╭─ Given passage

A recipe at a bare minimum needs to know two things: what data it has to work with and what is the relationship among the variables within the data. The latter is expressed as a formula, very similar to how we specify the formula of a line with y = mx + b or a parabola y = ax^2 + bx + c.
We often think of formulas as left-hand side (LHS) and right-hand side (RHS) equalities. And usually, the LHS is the outcome while the RHS is about the inputs. For our modeling, the outcome is to predict the across the entire domain. We can generalize the idea with the “is a function of” operator ~ (the tilde). For the classic formula for a line it like this… y ~ x and a parabola is also y ~ x.
Consider a situation where we have reduced all of the suitable variables to Sbtm, Tbtm, MLD andXbtm, which we have in a table along with a class variable. In our case we have the outcome is an prediction of class it is a function of variables like Sbtm, Tbtm, MLD, Xbtm, etc. This formula would look like y ~ Sbtm + Tbtm + MLD + Xbtm. Unlike the specific equation for a line or parabola, we don’t pretend to know what coefficients, powers and that sort of stuff looks like. We are just saying that class is a function of all of those variables (somehow).

╰─

> Challenge 1:
In the passage on model formulas, which symbol serves as the "is a function of" operator?
> Challenge 2:
Reproduce the stretch of the passage on model formulas from "Consider a situation" through "those variables (somehow).".

╭─ Data shown

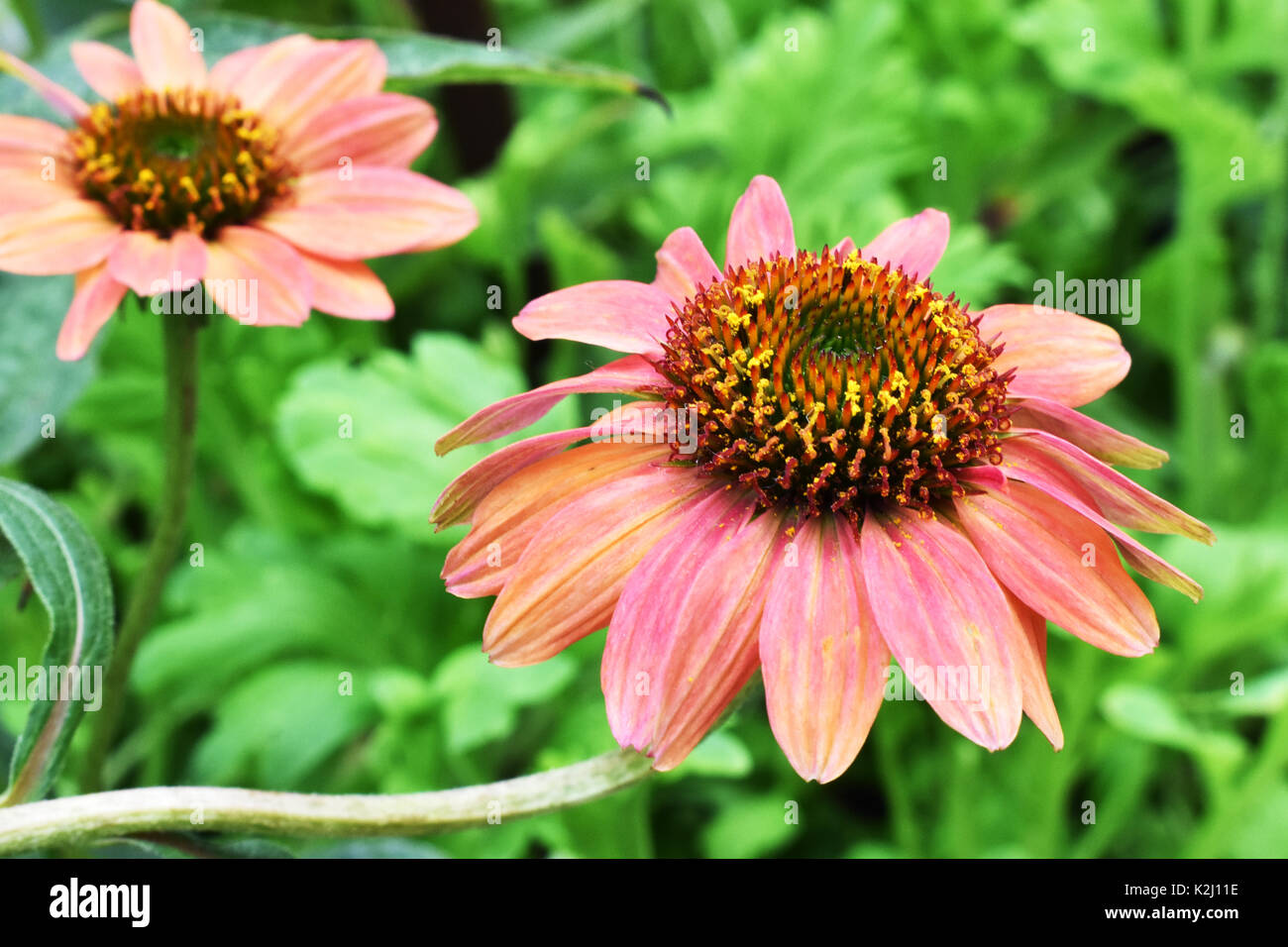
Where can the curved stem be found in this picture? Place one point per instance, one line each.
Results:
(205, 808)
(180, 425)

╰─

> Worked solution 1:
The tilde (~).

> Worked solution 2:
Consider a situation where we have reduced all of the suitable variables to Sbtm, Tbtm, MLD andXbtm, which we have in a table along with a class variable. In our case we have the outcome is an prediction of class it is a function of variables like Sbtm, Tbtm, MLD, Xbtm, etc. This formula would look like y ~ Sbtm + Tbtm + MLD + Xbtm. Unlike the specific equation for a line or parabola, we don’t pretend to know what coefficients, powers and that sort of stuff looks like. We are just saying that class is a function of all of those variables (somehow).